▶ SOURCE DOCUMENT:
########

==================
Semantic Search
==================

semlix includes optional semantic search capabilities that enable hybrid search,
combining traditional lexical matching (BM25/TF-IDF) with modern vector-based semantic
similarity. This allows queries to match documents based on meaning, not just keywords.

Overview
========

Semantic search uses dense vector embeddings to understand the semantic meaning of text.
When combined with semlix's traditional lexical search (inherited from semlix), you get hybrid search that
leverages the strengths of both approaches:

* **Lexical search** (BM25/TF-IDF): Excellent for exact keyword matching, phrase queries,
  and structured searches
* **Semantic search** (vector embeddings): Understands meaning and context, finds relevant
  documents even without keyword overlap

Hybrid search combines both approaches using result fusion algorithms to produce
superior results compared to either method alone.

########

▶ DATA PROVIDED:
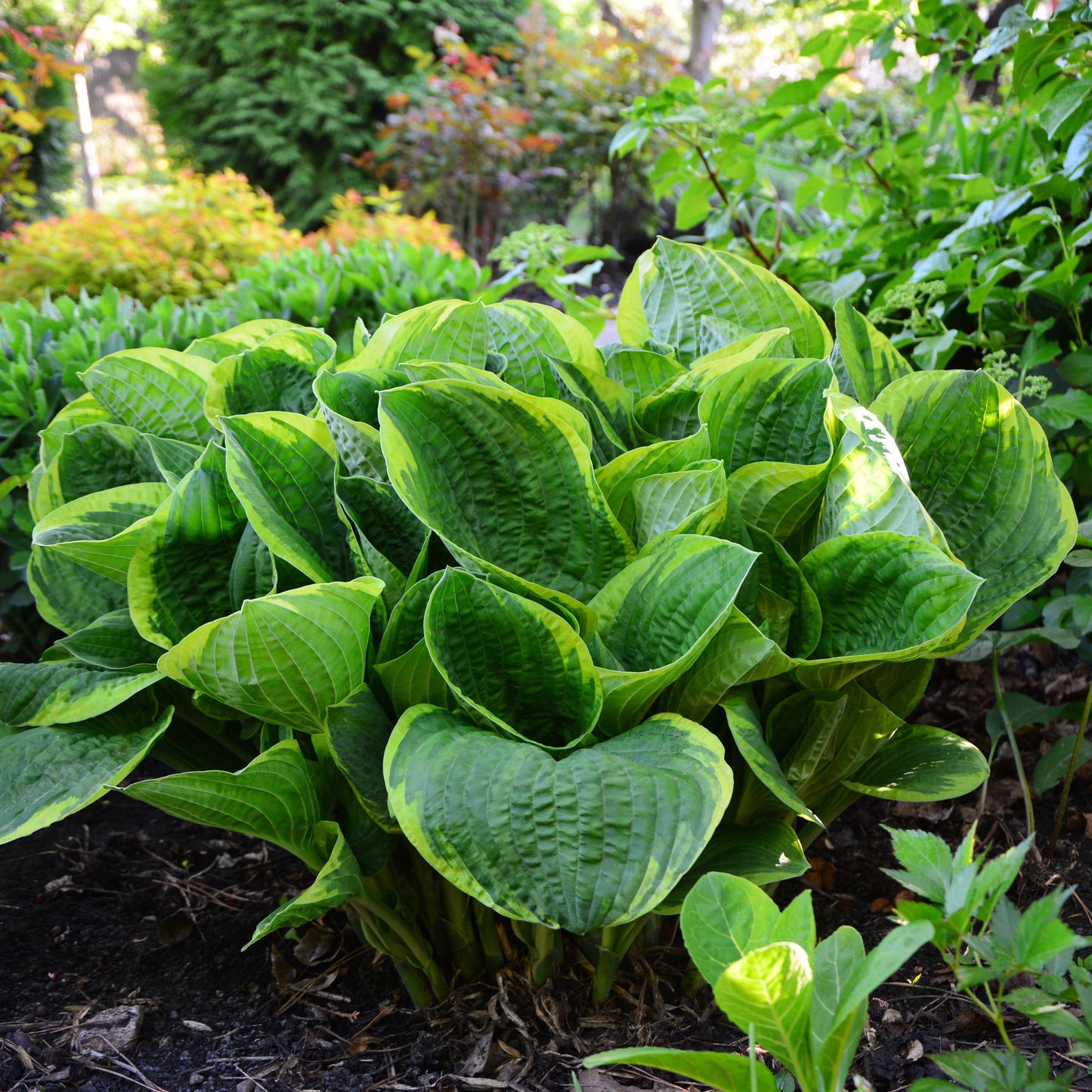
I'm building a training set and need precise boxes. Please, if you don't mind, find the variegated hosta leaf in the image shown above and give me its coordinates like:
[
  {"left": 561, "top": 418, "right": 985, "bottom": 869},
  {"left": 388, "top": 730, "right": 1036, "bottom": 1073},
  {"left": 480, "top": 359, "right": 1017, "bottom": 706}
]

########

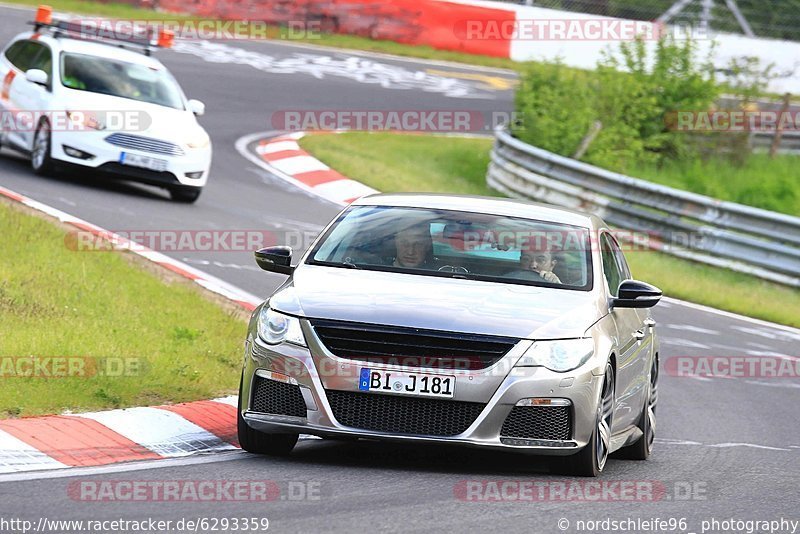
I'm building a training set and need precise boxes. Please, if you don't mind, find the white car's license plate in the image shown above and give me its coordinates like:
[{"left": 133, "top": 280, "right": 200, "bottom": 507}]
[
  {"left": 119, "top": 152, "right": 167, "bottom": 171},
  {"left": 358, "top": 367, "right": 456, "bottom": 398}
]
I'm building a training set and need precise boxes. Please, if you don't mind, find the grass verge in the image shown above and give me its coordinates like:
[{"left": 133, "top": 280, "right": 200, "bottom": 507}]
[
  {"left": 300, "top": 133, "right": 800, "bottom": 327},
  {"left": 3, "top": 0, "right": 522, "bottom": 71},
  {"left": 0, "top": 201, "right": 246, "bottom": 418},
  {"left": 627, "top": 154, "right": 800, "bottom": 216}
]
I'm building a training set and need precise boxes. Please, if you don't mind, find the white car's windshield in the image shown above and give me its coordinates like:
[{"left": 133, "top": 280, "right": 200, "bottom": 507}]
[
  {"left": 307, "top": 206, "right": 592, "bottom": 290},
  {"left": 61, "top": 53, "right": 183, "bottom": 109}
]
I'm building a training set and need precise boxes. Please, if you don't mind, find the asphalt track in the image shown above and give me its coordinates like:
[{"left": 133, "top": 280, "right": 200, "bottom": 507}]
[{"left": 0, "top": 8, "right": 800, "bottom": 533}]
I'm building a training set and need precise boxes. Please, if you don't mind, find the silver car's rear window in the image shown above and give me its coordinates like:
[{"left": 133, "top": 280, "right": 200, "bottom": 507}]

########

▶ GIVEN REQUEST A: From the semantic search documentation, print everything from "When combined with" down to "either method alone." word for word.
▶ GIVEN REQUEST B: Write the next part of the semantic search documentation, picking up right after its last sentence.

▶ RIGHT ANSWER A:
When combined with semlix's traditional lexical search (inherited from semlix), you get hybrid search that
leverages the strengths of both approaches:

* **Lexical search** (BM25/TF-IDF): Excellent for exact keyword matching, phrase queries,
  and structured searches
* **Semantic search** (vector embeddings): Understands meaning and context, finds relevant
  documents even without keyword overlap

Hybrid search combines both approaches using result fusion algorithms to produce
superior results compared to either method alone.

▶ RIGHT ANSWER B:
Quick Start
===========

Here's a minimal example of using semantic search::

    from semlix.index import create_in
    from semlix.fields import Schema, TEXT, ID
    from semlix.semantic import (
        HybridSearcher,
        HybridIndexWriter,
        SentenceTransformerProvider
    )
    from semlix.semantic.stores import NumpyVectorStore
    from pathlib import Path

    # Create schema and index
    schema = Schema(
        id=ID(stored=True, unique=True),
        title=TEXT(stored=True),
        content=TEXT(stored=True)
    )
    ix = create_in("my_index", schema)

    # Create semantic components
    embedder = SentenceTransformerProvider("all-MiniLM-L6-v2")
    vector_store = NumpyVectorStore(dimension=embedder.dimension)

    # Index documents
    with HybridIndexWriter(
        ix, vector_store, embedder,
        embedding_field="content",
        id_field="id"
    ) as writer:
        writer.add_document(
            id="1",
            title="Python Tutorial",
            content="Learn Python programming basics and syntax"
        )
        writer.add_document(
            id="2",
            title="Authentication Guide",
            content="How to fix login and authentication issues"
        )

    # Save vector store
    vector_store.save("vectors.pkl")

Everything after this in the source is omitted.